---- Provided information
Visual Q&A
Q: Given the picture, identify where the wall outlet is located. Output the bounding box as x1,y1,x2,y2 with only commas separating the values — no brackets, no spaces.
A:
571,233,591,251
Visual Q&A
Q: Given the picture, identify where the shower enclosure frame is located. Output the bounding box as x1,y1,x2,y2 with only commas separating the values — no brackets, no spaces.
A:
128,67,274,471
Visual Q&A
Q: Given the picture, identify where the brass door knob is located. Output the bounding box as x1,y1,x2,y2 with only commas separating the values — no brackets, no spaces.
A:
--------
---- Provided information
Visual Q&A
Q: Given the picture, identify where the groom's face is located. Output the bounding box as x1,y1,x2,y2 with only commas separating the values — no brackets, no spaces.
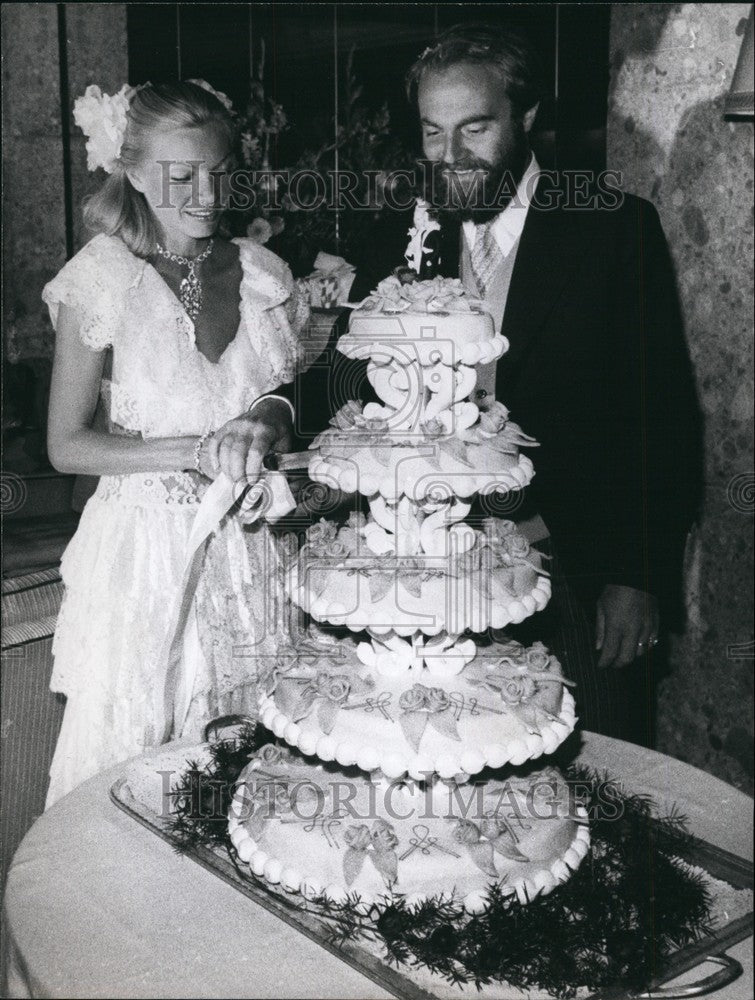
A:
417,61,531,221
--------
■ What the task requires ■
Tell how many lines of the entries above include "identify". The answer should be the number and nothing more.

■ Task output ■
4